SELECTED PASSAGE
:::
Geology is all around us and if not in a unique formation, in architecture! Fairmont State's unique layout and design allow some interesting geological features to be incorporated into the campus. To get credit for this Earthcache you will need to visit three locations around the heart of campus and answer some simple questions. Below is some general information about the rock types you will be encountering.

Sandstone in Architecture

Sandstone is a sedimentary rock composed of sand-sized grains of mineral, rock, or organic material. It also contains a cementing material that binds the sand grains together and may contain a matrix of silt- or clay-size particles that occupy the spaces between the sand grains. Sandstone is one of the most common types of sedimentary rock and is found in sedimentary basins throughout the world. It is often mined for use as a construction material or as a raw material used in manufacturing. In the subsurface, sandstone often serves as an aquifer for groundwater or as a reservoir for oil and natural gas.

Sandstone has been used for domestic construction and housewares since prehistoric times and continues to be used. Sandstone was a popular building material from ancient times. It is relatively soft, making it easy to carve. It has been widely used around the world in constructing temples, homes, and other buildings. It has also been used for artistic purposes to create ornamental fountains and statues. Some sandstones are resistant to weathering, yet are easy to work. This makes sandstone a common building and paving material including in asphalt concrete. However, some that have been used in the past, such as the Collyhurst sandstone used in North West England, have been found less resistant, necessitating repair and replacement in older buildings. Because of the hardness of individual grains, uniformity of grain size and friability of their structure, some types of sandstone are excellent materials from which to make grindstones, for sharpening blades and other implements. Non-friable sandstone can be used to make grindstones for grinding grain, e.g., gritstone.
:::
DATASET EXCERPT

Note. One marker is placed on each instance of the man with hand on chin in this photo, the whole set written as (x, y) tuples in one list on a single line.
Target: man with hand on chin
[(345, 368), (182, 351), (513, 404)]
:::
TO BE DONE
A – List the three qualities that, according to the text on sandstone, make some types of sandstone excellent materials for grindstones.
B – Continue the text on sandstone, picking up after its final sentence about gritstone.

RESPONSES
A –
- Hardness of individual grains
- Uniformity of grain size
- Friability of their structure

B –
Shale in Architecture

Shale is a fine-grained, clastic sedimentary rock composed of mud that is a mix of flakes of clay minerals and tiny fragments (silt-sized particles) of other minerals, especially quartz and calcite. Shale is characterized by breaks along thin laminae or parallel layering or bedding less than one centimeter in thickness, called fissility. It is the most common sedimentary rock.

Fissility

In geology, fissility is the ability or tendency of a rock to split along flat planes of weakness (“parting surfaces”). These planes of weakness are oriented parallel to stratification in sedimentary rocks. Fissility is differentiated from scaly fabric in hand sample by the parting surfaces’ continuously parallel orientations to each other and to stratification. Fissility is distinguished from scaly fabric in thin section by the well-developed orientation of platy minerals such as mica. Fissility is the result of sedimentary or metamorphic processes.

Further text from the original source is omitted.